==== Recorded information

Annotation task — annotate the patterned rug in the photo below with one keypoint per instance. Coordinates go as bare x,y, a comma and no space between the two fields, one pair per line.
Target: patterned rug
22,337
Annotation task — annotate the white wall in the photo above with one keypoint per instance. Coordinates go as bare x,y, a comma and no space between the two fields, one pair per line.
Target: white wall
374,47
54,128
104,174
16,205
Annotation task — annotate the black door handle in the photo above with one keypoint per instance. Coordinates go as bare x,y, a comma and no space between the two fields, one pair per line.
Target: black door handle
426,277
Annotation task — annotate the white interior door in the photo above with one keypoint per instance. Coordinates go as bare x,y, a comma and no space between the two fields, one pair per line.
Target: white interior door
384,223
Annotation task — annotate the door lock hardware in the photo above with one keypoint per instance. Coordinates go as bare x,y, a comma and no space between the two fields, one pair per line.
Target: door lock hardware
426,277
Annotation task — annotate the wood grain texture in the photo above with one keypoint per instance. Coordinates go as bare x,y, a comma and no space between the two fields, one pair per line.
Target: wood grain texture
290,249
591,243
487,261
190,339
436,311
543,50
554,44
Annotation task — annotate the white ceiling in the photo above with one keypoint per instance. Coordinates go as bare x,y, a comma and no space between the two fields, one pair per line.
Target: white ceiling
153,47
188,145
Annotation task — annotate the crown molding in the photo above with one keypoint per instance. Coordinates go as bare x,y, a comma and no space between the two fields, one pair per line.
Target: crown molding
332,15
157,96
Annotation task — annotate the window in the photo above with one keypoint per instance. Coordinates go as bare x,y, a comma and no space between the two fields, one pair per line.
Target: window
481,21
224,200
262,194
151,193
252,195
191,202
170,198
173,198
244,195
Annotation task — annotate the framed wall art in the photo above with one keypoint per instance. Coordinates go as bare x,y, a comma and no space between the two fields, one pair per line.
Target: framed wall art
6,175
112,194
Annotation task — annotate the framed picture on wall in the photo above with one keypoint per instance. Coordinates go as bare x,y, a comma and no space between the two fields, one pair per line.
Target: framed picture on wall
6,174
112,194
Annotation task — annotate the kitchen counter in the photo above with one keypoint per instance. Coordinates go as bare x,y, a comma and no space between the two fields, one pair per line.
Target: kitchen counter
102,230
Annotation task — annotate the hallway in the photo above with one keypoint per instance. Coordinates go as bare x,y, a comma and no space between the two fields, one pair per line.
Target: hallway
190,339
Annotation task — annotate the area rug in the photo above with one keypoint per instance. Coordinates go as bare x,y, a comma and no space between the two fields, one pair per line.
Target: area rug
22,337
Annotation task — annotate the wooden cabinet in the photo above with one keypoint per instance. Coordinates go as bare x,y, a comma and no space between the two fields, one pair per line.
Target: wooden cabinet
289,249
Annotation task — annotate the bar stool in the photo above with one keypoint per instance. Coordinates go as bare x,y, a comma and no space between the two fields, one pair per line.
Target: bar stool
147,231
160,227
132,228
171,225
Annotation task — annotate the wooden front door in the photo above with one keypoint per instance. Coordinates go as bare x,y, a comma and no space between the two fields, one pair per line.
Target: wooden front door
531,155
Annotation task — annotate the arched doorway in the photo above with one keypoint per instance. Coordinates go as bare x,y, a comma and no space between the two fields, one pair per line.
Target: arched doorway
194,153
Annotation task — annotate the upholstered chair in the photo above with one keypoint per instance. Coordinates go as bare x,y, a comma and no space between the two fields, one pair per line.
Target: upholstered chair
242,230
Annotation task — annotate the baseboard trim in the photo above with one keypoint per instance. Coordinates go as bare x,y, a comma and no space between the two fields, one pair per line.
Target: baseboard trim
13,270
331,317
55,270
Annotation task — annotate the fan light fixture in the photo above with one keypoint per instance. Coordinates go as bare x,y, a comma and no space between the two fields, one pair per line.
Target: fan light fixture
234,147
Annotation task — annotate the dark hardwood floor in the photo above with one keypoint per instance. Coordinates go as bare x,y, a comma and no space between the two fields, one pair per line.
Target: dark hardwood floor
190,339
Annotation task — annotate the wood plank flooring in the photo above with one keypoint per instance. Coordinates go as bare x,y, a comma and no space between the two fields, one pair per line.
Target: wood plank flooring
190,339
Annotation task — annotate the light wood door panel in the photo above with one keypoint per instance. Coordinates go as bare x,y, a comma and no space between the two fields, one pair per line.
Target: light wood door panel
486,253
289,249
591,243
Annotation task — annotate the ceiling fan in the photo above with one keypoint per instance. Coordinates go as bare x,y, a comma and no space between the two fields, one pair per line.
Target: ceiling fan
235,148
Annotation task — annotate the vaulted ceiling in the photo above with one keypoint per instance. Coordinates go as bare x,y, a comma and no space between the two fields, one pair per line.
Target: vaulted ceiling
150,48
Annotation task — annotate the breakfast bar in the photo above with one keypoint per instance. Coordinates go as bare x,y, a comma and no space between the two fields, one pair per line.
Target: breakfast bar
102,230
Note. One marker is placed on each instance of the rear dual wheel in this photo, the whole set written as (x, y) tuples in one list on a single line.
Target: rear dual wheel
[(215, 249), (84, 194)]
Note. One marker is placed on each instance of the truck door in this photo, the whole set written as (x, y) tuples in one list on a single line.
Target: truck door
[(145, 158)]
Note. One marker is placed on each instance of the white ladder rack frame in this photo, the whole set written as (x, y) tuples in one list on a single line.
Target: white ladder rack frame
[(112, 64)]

========

#### Goal of the exercise
Reproduce every record exactly, line by line.

#### Your solution
Annotation task — annotate the patterned rug in the photo below with one keypoint per instance. Coordinates go as bare x,y, a comma and no space between the two fields, one pair per line.
Target: patterned rug
22,337
Annotation task — annotate the white wall in the photo above with one keypoint per instance. Coordinates go as bare x,y, a comma and no space between the two fields, one pair per line.
Target: white wall
374,47
54,128
104,174
16,205
Annotation task — annotate the black door handle in the photo above with one keypoint per instance. Coordinates go as bare x,y, a comma and no space between the two fields, one pair per line.
Target: black door handle
426,277
Annotation task — annotate the white interior door in the photo above with one keypoint per instance. Coordinates go as bare x,y, a comma and no space between the two fields, one pair per line.
Target: white interior door
384,223
Annotation task — annotate the door lock hardware in the photo above with one keypoint per instance. Coordinates go as bare x,y, a comma and no space between the two fields, one pair per line.
Target: door lock hardware
426,277
Annotation task — annotate the wood grain texture in the photo above with one keypoint per instance. Coordinates go as bare x,y, a comma and no space between the two fields, one pair per line.
Target: wood grain texture
290,249
591,243
487,261
190,339
436,311
543,50
554,44
Annotation task — annotate the white ceiling in the photo above with one keypoint per instance. Coordinates go as bare x,y, a comma and no space between the two fields, one pair per line.
Target: white ceiling
153,47
188,145
Annotation task — annotate the crown molding in the photo above with one keypoint per instance. Coordinates go as bare x,y, a comma and no space between the two fields, one pair per line.
Target: crown molding
332,15
157,96
Annotation task — annotate the window in the photo above with one keypoint per instance. Coordinates go as bare x,y, a comma and no space between the two fields, one pair per line.
Target: window
481,21
224,200
262,194
151,193
252,195
191,202
170,198
173,198
244,195
Annotation task — annotate the framed wall art in the photo above with one keypoint per instance. Coordinates go as bare x,y, a comma and no space between the two fields, one pair per line.
Target: framed wall art
6,175
112,194
Annotation task — annotate the framed picture on wall in the photo above with one keypoint per instance. Coordinates go as bare x,y, a comma and no space between the two fields, one pair per line.
Target: framed picture on wall
6,174
112,194
Annotation task — annotate the kitchen counter in the photo above with one keypoint per instance. Coordinates go as bare x,y, a comma and no space between the two fields, one pair per line.
Target: kitchen counter
102,230
Annotation task — annotate the hallway in the photo above with one keypoint per instance. Coordinates go as bare x,y, a comma and no space between the two fields, one pair per line.
Target: hallway
190,339
Annotation task — annotate the area rug in the photo above with one keypoint per instance. Coordinates go as bare x,y, a comma and no space between the two fields, one pair per line.
Target: area rug
22,337
Annotation task — annotate the wooden cabinet in the photo above with one keypoint per instance. Coordinates go as bare x,y, a comma and no space between the two fields, one pair per line.
Target: wooden cabinet
289,249
Annotation task — annotate the bar stool in the photo above with one keypoint per instance. Coordinates go as bare x,y, a comma and no space between the two fields, one pair per line.
Target: bar stool
147,231
160,227
132,228
171,225
Annotation task — annotate the wooden front door in the photo above with one keypoint per instance. Coordinates go as bare x,y, a comma and no space between the two fields, one pair per line.
Target: wooden front door
531,155
Annotation task — annotate the arched doorway in the photo above with one keypoint per instance. Coordinates go as bare x,y, a comma and no space between the two fields, one pair per line.
Target: arched doorway
194,153
Annotation task — annotate the upholstered chair in the photo above with one keypoint per instance. Coordinates go as bare x,y, a comma and no space between the two fields, one pair per line.
Target: upholstered chair
242,230
Annotation task — annotate the baseboard trim in the photo above with one keypoint per instance. Coordinates go as bare x,y, a comma and no space between the two fields, one pair per line.
Target: baseboard trim
13,270
331,317
55,270
Annotation task — annotate the fan light fixture in the photo above with one keypoint per instance. Coordinates go as bare x,y, a comma and no space between the two fields, one pair per line.
Target: fan light fixture
234,147
Annotation task — annotate the dark hardwood floor in the photo above with one keypoint per instance. Coordinates go as bare x,y, a comma and no space between the two fields, one pair per line.
Target: dark hardwood floor
190,339
Annotation task — annotate the wood plank flooring in the photo above with one keypoint per instance. Coordinates go as bare x,y, a comma and no space between the two fields, one pair per line.
Target: wood plank flooring
190,339
Annotation task — annotate the light wood door panel in the photo above with one keypoint per instance. Coordinates go as bare x,y, a comma and no space between the two fields, one pair per line.
Target: light wood door panel
486,253
289,249
591,243
Annotation task — annotate the ceiling fan in the photo above with one keypoint per instance. Coordinates go as bare x,y, a comma and no space between the two fields, one pair per line.
Target: ceiling fan
235,148
Annotation task — annotate the vaulted ceiling in the photo above with one keypoint per instance. Coordinates go as bare x,y, a comma and no space between the two fields, one pair per line.
Target: vaulted ceiling
150,48
Annotation task — annotate the breakfast bar in the photo above with one keypoint per instance. Coordinates go as bare x,y, a comma and no space between the two fields, one pair per line.
Target: breakfast bar
102,230
Note. One marker is placed on each instance of the rear dual wheel in this photo, the whole set written as (x, y) tuples in one list on a single line.
Target: rear dual wheel
[(215, 249), (84, 194)]
Note. One marker is placed on each instance of the truck door in this photo, the whole set written as (x, y) tuples in one list on a single line.
Target: truck door
[(145, 158)]
Note. One marker is placed on each instance of the white ladder rack frame in this photo, the whole set written as (x, y) tuples in one list on a single line.
Target: white ladder rack frame
[(112, 64)]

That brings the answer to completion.